_Job_
Gather each line of the material below that contains the word "tree" and copy those lines in full.
** Start of Supplied entries **
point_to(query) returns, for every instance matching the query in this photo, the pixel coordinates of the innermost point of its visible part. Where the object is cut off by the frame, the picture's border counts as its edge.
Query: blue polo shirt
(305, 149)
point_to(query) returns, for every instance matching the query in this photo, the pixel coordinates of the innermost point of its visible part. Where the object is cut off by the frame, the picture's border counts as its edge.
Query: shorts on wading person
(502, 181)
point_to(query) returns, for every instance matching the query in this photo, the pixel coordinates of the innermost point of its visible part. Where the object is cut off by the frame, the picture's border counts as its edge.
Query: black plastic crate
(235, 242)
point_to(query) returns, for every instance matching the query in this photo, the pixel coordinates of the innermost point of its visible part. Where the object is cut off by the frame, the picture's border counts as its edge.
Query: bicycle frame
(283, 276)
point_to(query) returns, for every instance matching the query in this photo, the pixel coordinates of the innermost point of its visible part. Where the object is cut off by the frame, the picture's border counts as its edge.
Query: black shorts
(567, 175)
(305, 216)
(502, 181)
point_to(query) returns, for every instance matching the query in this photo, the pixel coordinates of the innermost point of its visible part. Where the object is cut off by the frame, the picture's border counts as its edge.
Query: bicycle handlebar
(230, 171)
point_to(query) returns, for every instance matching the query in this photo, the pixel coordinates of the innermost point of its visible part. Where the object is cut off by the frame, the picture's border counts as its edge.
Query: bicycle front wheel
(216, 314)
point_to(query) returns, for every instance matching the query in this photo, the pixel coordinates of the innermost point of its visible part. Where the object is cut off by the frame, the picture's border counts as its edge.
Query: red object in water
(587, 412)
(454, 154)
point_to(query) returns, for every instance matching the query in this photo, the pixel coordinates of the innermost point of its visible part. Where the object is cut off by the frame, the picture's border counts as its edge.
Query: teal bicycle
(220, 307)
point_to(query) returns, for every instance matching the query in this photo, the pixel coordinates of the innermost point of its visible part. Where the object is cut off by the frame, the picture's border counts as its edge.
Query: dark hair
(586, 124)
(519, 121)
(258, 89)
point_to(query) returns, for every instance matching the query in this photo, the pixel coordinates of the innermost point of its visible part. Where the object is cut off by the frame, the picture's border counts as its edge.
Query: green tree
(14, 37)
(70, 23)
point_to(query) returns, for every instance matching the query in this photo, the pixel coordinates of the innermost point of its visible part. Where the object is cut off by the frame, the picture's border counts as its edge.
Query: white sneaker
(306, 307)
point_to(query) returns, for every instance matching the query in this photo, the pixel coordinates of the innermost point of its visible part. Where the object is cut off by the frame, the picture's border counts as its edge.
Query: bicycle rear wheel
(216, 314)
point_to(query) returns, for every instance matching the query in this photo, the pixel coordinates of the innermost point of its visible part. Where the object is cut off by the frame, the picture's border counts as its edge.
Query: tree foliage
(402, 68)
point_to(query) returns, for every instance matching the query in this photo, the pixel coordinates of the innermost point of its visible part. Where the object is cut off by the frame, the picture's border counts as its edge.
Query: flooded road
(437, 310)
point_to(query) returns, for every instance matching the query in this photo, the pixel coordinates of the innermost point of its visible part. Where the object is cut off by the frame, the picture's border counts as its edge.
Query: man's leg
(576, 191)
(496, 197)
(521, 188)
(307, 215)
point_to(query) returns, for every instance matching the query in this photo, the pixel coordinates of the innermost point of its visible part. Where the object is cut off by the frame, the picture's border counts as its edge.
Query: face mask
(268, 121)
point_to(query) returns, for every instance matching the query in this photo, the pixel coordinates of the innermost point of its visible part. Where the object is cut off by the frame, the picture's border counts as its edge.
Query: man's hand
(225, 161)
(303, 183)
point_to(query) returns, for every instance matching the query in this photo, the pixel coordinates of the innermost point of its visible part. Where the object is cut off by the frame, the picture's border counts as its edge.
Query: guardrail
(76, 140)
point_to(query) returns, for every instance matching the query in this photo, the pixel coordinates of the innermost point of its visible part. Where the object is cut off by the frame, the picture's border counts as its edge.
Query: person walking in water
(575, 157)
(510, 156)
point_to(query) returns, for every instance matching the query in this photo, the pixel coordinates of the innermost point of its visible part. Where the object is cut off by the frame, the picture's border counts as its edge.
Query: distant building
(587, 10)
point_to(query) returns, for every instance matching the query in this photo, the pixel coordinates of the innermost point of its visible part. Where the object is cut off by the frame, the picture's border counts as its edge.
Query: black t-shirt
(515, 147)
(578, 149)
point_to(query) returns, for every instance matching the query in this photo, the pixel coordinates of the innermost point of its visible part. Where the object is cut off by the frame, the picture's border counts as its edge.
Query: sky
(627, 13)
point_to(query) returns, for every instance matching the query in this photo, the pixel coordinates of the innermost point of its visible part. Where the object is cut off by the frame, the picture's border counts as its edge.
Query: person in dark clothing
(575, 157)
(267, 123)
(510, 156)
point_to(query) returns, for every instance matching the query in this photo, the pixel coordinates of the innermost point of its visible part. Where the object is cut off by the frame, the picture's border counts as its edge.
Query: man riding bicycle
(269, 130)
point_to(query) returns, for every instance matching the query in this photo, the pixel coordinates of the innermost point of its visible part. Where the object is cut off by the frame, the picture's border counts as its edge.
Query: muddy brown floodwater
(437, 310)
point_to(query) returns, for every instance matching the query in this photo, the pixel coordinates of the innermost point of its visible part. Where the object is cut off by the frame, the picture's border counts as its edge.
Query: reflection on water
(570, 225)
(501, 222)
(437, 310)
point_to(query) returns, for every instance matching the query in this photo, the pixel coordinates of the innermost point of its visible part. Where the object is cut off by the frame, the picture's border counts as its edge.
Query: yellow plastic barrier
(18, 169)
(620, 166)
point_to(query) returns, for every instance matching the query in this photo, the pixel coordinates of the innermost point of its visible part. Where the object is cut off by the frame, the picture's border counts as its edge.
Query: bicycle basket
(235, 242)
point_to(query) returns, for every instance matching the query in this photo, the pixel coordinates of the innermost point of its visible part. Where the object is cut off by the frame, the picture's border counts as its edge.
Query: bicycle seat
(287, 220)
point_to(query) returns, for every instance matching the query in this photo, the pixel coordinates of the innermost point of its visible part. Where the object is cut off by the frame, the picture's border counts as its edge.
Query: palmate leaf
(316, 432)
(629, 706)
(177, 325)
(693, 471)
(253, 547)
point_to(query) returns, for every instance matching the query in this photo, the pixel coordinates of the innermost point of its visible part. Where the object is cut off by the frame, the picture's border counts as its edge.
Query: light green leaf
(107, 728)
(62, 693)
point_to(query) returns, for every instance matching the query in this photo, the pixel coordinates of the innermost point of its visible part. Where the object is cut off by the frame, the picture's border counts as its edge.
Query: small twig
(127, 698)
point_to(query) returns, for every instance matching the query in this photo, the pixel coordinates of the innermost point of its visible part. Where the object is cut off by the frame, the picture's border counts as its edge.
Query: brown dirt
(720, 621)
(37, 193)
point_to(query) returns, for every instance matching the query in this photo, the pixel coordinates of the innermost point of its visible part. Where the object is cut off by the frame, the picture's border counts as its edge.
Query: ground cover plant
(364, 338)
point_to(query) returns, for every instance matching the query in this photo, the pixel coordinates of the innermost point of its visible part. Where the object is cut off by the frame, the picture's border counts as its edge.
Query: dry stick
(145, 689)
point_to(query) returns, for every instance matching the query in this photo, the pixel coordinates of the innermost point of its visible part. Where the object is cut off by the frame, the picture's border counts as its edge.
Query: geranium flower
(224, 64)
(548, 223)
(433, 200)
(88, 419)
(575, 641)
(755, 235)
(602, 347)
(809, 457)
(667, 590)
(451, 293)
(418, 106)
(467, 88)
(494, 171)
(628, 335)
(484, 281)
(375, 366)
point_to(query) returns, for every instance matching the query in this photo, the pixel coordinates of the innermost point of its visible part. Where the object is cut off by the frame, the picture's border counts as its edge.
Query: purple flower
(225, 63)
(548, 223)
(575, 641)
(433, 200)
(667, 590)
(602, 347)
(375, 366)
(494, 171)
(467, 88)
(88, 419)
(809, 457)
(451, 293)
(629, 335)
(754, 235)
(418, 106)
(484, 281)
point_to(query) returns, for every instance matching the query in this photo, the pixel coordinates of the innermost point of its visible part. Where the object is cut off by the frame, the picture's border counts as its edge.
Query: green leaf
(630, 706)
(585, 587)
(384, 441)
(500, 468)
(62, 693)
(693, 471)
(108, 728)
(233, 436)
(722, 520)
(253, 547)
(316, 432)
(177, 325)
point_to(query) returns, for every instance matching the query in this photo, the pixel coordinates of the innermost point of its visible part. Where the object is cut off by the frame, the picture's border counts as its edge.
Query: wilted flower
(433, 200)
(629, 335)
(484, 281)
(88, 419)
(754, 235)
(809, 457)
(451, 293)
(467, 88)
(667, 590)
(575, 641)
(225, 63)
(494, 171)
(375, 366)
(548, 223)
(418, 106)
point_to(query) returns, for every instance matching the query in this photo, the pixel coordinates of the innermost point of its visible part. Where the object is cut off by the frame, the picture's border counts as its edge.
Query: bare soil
** End of Supplied entries **
_Output of the task_
Query: green tree
Query: tree foliage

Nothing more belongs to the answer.